**WHAT THE TASK ASKS**
Copy each line below holding "medallion".

**RECORDS FOR THE EXERCISE**
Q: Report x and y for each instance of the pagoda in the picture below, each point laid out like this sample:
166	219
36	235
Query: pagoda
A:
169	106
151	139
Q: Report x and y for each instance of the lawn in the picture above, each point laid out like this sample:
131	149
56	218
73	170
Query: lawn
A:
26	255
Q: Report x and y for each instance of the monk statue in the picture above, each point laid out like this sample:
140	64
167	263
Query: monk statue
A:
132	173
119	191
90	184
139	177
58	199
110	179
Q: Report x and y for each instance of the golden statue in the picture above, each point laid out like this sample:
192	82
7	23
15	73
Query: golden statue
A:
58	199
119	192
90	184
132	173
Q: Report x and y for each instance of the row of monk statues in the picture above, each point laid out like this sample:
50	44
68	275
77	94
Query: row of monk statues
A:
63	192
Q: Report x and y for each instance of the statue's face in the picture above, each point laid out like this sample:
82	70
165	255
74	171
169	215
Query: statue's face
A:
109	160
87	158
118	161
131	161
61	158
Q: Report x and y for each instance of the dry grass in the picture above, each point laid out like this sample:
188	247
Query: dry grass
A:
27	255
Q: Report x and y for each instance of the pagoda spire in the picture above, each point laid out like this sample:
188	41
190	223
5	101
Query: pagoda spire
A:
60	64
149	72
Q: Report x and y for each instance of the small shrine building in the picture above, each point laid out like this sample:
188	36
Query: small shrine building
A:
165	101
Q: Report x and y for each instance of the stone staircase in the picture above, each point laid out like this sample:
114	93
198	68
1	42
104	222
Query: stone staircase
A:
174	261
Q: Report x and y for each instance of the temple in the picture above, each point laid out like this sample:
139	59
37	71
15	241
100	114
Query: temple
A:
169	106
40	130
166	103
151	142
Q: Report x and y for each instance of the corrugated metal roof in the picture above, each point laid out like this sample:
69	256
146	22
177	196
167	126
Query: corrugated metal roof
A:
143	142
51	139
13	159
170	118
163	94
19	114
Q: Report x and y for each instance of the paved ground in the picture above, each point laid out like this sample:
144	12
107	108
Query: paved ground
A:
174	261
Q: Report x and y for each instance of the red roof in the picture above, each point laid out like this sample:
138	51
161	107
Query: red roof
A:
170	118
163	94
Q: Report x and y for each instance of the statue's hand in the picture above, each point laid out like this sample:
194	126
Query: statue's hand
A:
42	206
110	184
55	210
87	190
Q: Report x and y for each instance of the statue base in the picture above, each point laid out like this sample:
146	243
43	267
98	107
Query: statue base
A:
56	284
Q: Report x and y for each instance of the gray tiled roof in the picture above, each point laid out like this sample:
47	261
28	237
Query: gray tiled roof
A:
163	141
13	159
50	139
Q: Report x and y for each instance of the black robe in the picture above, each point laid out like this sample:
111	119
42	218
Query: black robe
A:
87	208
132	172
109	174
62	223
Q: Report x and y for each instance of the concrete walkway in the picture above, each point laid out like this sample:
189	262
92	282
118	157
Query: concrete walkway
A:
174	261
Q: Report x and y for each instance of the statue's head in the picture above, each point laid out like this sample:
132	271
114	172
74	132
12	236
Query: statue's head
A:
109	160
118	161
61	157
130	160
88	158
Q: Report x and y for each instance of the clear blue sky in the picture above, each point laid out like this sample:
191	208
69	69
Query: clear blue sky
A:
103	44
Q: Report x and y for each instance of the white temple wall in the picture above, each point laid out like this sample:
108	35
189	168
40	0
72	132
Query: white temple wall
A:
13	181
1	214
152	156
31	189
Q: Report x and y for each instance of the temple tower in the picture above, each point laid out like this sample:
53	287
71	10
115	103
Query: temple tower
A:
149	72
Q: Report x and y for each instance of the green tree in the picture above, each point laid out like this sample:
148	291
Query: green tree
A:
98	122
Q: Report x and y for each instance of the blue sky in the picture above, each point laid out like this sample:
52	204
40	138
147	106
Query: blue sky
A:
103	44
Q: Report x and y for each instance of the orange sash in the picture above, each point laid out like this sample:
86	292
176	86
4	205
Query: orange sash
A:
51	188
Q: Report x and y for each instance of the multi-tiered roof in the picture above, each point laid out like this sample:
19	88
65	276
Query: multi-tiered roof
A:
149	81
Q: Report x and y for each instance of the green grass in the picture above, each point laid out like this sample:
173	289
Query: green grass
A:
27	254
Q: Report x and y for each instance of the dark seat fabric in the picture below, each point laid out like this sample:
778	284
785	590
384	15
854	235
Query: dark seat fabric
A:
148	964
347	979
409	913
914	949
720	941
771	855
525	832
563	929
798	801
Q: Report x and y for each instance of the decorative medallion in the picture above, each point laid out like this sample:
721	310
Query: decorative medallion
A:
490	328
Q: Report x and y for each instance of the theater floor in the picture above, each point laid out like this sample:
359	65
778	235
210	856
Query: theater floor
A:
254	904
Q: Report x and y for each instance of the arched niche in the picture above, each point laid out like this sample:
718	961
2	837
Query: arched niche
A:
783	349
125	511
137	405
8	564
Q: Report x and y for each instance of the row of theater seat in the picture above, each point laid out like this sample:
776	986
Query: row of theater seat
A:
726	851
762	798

**RESPONSE TO THE TASK**
Q: Report x and y for each instance of the decorative medallion in the picture above, each point laid out like this sample:
Query: decorative medallion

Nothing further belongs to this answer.